— Description of the task —
Continue the article on the Sainsbury Management Fellows' 2015 Hard Hat Index from its last sentence, leaving aside the data that comes after it.

Sainsbury Management Fellows has launched its 2015 Hard Hat Index which shows that the engineering sector is still firmly wedded to using hard hat images to promote engineers and engineering jobs. SMF believes that the association with hard hats conjures up the wrong image and this misleading image is one of the key factors preventing young people from choosing engineering careers and parents discouraging engineering as a career choice. This contributes to the huge shortfall of engineers in the UK.
The 2015 SMF Hard Hat Index recorded a total of 257 hard hat images depicting engineering in advertising and editorials in selected engineering publications. Compared to 2013, this is a 39% increase in the total number of hard hat images used to promote engineering.
However, there are tentative signs of a breakthrough on the advertising front. There were 107 such images in adverts compared to 150 in articles. But things are not looking promising on the editorial front. Comparing the 2013 report to the latest Index, there has been a staggering 123% increase in the use of hard hats in editorial, compared with a 9.32% decrease in adverts. The latter may be an indication that companies are starting to use more inspiring and thought-provoking images in their advertising campaigns.
A YouGov survey conducted for SMF when it launched the Hard Hat Service back in 2012 revealed that just 19% of people polled think of engineers having exciting careers and only 36% see them as people who change our lives, even though they are the heart of innovation across all industries.

— Data to examine —
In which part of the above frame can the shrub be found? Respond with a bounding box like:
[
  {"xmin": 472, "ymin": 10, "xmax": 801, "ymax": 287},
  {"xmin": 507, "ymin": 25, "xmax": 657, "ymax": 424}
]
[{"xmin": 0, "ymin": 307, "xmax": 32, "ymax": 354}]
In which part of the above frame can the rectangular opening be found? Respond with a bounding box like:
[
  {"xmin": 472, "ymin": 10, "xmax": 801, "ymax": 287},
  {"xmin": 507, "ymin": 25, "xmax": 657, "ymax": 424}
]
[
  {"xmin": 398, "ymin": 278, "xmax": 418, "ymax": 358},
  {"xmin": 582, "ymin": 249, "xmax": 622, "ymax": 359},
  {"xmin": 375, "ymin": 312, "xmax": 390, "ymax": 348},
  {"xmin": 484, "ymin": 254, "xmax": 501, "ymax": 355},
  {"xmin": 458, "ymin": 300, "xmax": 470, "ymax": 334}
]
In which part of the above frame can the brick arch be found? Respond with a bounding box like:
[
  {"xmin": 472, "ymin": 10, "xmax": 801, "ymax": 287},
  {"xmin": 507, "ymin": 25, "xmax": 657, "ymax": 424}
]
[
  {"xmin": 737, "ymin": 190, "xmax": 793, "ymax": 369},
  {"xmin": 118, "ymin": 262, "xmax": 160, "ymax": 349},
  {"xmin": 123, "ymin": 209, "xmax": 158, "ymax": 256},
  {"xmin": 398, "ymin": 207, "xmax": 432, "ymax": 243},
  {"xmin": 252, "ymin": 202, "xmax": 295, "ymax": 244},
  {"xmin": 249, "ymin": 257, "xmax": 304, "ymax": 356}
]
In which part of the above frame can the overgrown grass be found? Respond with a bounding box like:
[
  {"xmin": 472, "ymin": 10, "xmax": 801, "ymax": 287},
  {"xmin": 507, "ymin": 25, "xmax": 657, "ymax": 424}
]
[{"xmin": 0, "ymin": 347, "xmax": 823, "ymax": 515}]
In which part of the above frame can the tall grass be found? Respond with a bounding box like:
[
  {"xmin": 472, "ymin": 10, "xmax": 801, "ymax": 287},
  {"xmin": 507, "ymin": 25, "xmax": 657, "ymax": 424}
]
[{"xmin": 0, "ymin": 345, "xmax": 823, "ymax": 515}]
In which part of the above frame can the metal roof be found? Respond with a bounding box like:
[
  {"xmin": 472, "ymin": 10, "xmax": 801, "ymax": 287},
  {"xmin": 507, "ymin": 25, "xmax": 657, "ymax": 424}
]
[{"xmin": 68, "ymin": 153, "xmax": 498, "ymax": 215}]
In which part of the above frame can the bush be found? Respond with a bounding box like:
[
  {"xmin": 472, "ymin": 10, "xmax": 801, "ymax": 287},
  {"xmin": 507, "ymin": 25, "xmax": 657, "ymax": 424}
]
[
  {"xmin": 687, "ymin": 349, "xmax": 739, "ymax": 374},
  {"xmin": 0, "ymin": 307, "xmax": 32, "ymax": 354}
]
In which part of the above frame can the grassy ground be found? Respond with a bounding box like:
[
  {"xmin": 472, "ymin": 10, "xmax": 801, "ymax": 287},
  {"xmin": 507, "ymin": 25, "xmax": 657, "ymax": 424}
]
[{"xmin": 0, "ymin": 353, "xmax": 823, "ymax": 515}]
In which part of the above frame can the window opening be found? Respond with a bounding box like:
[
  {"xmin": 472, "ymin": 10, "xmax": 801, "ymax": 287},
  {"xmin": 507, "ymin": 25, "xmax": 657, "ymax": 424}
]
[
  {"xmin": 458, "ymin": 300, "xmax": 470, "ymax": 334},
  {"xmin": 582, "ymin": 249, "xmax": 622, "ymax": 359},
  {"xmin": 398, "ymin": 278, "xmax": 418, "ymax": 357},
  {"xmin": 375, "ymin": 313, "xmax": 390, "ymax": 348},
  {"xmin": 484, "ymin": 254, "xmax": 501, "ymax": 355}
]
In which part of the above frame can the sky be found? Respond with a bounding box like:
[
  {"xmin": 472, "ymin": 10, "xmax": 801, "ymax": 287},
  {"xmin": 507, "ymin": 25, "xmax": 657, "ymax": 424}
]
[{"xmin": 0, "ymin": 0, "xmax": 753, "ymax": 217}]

— Response for this exercise —
Although the SMF Hard Hat Index is a whimsical study akin to the Economist’s Big Max Index, it allows SMF to raise awareness of the problem of the visual representation of engineers is the media.
SMF President David Falzani said, “Engineers change every aspect of our lives, from medicine to social media. Yet, the hard hat has become synonymous with engineering jobs, limiting the perception of our diverse profession. This has a real impact on young people choosing not to go into engineering and employers’ ability to recruit engineering graduates who don’t relate to hard hat jobs.
The Hard Hat Index helps to stimulate discussion and we have seen a higher profile debate on the engineering brand in the media. Recently Professor Dame Ann Dowling, President, Royal Academy of Engineering, stated in a BBC Radio 4 interview that when you Google the word engineer, many hard hat images appear and we need a change.”
We will continue to highlight the unhelpfulness of using hard hats to brand engineers to continue to raise awareness of the problem and hopefully change. The fall in the use of hard hats in adverts is a start but we have a long way to go.”